He pasado toda la semana discutiendo y jugando con mi hija. Su afición por los cortes de cerdo y res al sartén, adheridos a un delicioso hueso, es su momento favorito y personal al momento de comer.
Yo, que me dedico a la gastronomía como profesión, siento la necesidad de “enrumbar” a mi hija en el buen comer, la mesa y modales casi impecables, hasta que recuerdo las palabras de Pilar Egüez (antropóloga): “nuestro problema es que comemos con culpa, no disfrutamos lo que comemos”.
Desde la psicología, comer y sentirse mal obedece a la relación de alimentación y el estado de ánimo de la persona, esto se refleja en si cocinamos nuestros propios platos o si es aquello que hemos elegido en cantidad, colores y otros. Cuanto más compleja es la técnica culinaria empleada o mayor la prolijidad en el servicio, el sentimiento de la persona será mas elevado.
Por otro lado, según la antropología, comer con culpa obedece a una construcción social en cuanto a la influencia de la industria alimenticia en dictaminarnos que es lo que debemos comer, cuándo, dónde y qué alimentos. Al mismo tiempo, hay un continuo divorcio de nuestra cultura con la mesa por la estandarización de lo que se considera gastronomía occidentalizada, esto no solo se refleja en nuestro carrito de compras del supermercado sino también en nuestras costumbres diarias, nuestra vajilla e incluso el lenguaje y las relaciones sociales alrededor de la comida.
La nutriología también alza la mano y habla de la culpa al comer como un trastorno alimenticio relacionado con la bulimia, la anorexia y el comer excesivamente.
Para redactar este documento consulté todas estas fuentes que llevaban al mismo lugar, cada día todos comemos con cada vez menos placer y disfrute.

Los datos:
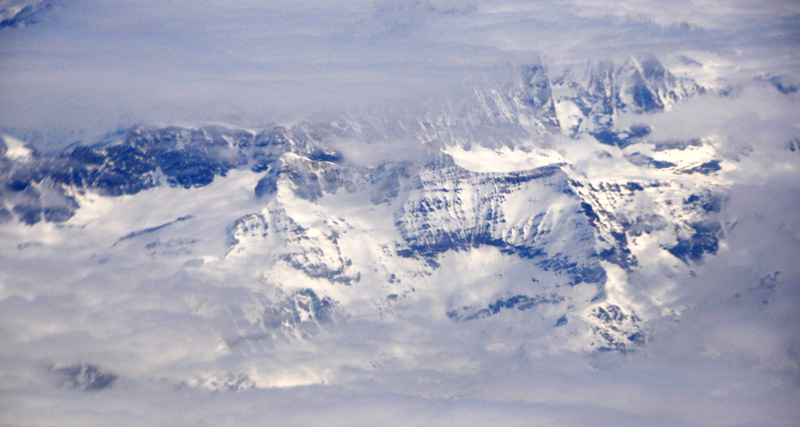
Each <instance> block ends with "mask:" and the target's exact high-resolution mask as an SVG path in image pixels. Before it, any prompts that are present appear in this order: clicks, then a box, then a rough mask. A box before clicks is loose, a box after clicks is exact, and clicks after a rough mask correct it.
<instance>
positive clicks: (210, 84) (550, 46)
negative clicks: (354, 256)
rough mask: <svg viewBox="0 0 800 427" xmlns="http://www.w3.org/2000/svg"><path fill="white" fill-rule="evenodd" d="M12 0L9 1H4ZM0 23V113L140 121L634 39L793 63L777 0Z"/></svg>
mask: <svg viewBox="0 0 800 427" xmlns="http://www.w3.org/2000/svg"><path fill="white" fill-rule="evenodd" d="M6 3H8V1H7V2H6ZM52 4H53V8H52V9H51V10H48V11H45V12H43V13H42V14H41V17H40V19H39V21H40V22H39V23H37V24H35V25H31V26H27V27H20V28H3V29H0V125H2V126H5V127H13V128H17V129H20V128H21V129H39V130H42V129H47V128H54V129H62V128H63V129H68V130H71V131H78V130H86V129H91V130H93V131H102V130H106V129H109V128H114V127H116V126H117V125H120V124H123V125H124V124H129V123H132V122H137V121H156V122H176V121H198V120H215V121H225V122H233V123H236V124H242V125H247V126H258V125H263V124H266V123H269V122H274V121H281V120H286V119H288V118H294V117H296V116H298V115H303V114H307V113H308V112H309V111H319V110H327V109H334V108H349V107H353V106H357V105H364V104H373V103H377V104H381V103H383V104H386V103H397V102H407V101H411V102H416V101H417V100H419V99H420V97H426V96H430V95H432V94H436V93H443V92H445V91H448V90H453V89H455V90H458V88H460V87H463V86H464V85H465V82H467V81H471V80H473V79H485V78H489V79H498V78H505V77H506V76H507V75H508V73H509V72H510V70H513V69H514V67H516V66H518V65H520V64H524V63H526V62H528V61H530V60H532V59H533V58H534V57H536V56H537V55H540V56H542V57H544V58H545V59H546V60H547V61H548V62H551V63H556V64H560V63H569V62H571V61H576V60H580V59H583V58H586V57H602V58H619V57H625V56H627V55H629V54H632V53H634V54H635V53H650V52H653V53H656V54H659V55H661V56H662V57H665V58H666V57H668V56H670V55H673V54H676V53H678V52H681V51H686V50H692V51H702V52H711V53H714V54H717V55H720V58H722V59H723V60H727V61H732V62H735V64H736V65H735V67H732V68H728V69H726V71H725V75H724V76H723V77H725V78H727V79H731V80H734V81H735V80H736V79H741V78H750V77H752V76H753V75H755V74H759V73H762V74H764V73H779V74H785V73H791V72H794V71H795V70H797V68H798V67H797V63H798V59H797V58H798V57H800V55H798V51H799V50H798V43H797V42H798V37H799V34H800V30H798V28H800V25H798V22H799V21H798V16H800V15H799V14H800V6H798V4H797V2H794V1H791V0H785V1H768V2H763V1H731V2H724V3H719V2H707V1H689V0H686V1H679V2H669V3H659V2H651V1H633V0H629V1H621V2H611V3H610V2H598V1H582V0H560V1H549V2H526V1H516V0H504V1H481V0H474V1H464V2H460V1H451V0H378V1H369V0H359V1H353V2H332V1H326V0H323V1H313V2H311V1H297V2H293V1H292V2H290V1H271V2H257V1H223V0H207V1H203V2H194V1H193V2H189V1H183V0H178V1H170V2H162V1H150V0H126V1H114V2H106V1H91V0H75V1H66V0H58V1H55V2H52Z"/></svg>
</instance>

Trabajo por hacer:
[1] Responde, según el texto sobre comer con culpa:
(a) ¿A qué se dedica profesionalmente quien escribe?
(b) Según la antropología, ¿a qué obedece comer con culpa?
(c) ¿Con qué trastornos relaciona la nutriología la culpa al comer?
[2] Indica si cada afirmación coincide con el texto sobre comer con culpa y cita las palabras que lo deciden:
(a) A la hija le gustan sobre todo los cortes de pollo al horno.
(b) Pilar Egüez es antropóloga.
(c) Desde la psicología, cuanto más sencilla es la técnica culinaria, más elevado es el sentimiento de la persona.
[3] Retoma el texto sobre comer con culpa a partir de su última oración.
El listado no hace falta para resolver nada de esto.

Resultados por tarea:
[1]
(a) A la gastronomía.
(b) A una construcción social en cuanto a la influencia de la industria alimenticia en dictarnos qué debemos comer, cuándo, dónde y qué alimentos.
(c) Con la bulimia, la anorexia y el comer excesivamente.

[2]
(a) No: "Su afición por los cortes de cerdo y res al sartén, adheridos a un delicioso hueso, es su momento favorito y personal al momento de comer."
(b) Sí: "Pilar Egüez (antropóloga)".
(c) No: "Cuanto más compleja es la técnica culinaria empleada o mayor la prolijidad en el servicio, el sentimiento de la persona será mas elevado."

[3]
“Ahicito no más”, “comes como alquilado”, “eso esta guardado”, “te va a hacer mal”, “usa bien los cubiertos”, “pide otra cosa”, varias de las cientos de frases que usamos a diario para condenar este momento que debería se un acto personal de felicidad.
Pilar Egüez relata como en sus investigaciones se enteró que en Esmeraldas muchos médicos impusieron la creencia de que el coco y sus derivados era la causa de altos niveles de diabetes y problemas de salud, ocasionando una ruptura en su identidad y cultura culinaria, provocando que la gente consuma , como si fuese algo ilegal, algo tan ancestral y propio.
Comer ese pan dulce que recuerda a la niñez, ese helado casero de la tienda de la esquina, chupar una pata de cangrejo, agarrar una presa de gallina, poner un extra queso al choclo y chupar ese huesito, debe ser parte de regresar a “disfrutar la alimentación”, sentirse bien con uno mismo y que el comer se convierta un diálogo personal.
Cocinemos y comamos aquello que nos hace felices, alimentemos el cuerpo pero también el alma.